## EXERCISE PROMPT
Every line below should be set down exactly as it appears.

## DATA FOR THE TASK
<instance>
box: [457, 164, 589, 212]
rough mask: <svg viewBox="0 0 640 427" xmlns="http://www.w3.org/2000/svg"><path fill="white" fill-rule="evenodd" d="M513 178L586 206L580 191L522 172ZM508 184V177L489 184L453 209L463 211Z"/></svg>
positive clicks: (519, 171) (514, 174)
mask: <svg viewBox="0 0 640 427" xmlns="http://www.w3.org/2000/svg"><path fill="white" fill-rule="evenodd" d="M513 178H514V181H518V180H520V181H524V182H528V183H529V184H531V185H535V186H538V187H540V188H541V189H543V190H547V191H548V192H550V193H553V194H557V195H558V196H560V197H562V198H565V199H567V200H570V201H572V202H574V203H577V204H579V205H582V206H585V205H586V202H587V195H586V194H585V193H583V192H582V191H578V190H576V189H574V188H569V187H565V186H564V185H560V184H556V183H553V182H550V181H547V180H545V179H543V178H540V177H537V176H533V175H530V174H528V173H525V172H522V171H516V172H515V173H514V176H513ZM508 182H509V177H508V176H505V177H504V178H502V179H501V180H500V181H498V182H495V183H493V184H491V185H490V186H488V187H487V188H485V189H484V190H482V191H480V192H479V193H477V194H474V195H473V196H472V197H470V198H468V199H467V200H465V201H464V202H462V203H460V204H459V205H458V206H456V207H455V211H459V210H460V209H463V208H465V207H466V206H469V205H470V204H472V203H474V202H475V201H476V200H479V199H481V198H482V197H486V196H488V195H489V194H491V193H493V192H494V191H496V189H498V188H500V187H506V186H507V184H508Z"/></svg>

## EXERCISE OUTPUT
<instance>
box: [457, 164, 589, 212]
rough mask: <svg viewBox="0 0 640 427" xmlns="http://www.w3.org/2000/svg"><path fill="white" fill-rule="evenodd" d="M513 178L586 206L580 191L522 172ZM508 184V177L489 184L453 209L463 211Z"/></svg>
positive clicks: (519, 171) (514, 174)
mask: <svg viewBox="0 0 640 427" xmlns="http://www.w3.org/2000/svg"><path fill="white" fill-rule="evenodd" d="M513 178H514V181H518V180H520V181H524V182H528V183H529V184H531V185H535V186H538V187H540V188H541V189H543V190H547V191H548V192H550V193H553V194H557V195H558V196H560V197H562V198H565V199H567V200H570V201H572V202H574V203H577V204H579V205H582V206H585V205H586V202H587V195H586V194H585V193H583V192H582V191H578V190H576V189H574V188H569V187H565V186H564V185H560V184H556V183H553V182H550V181H547V180H545V179H543V178H540V177H537V176H533V175H530V174H528V173H525V172H522V171H516V172H515V173H514V176H513ZM508 182H509V177H508V176H505V177H504V178H502V179H501V180H500V181H498V182H495V183H493V184H491V185H490V186H488V187H487V188H485V189H484V190H482V191H480V192H479V193H477V194H474V195H473V196H472V197H470V198H468V199H467V200H465V201H464V202H462V203H460V204H459V205H458V206H456V207H455V211H459V210H460V209H463V208H465V207H466V206H469V205H470V204H472V203H474V202H475V201H476V200H479V199H481V198H482V197H486V196H488V195H489V194H491V193H493V192H494V191H496V189H498V188H500V187H506V186H507V184H508Z"/></svg>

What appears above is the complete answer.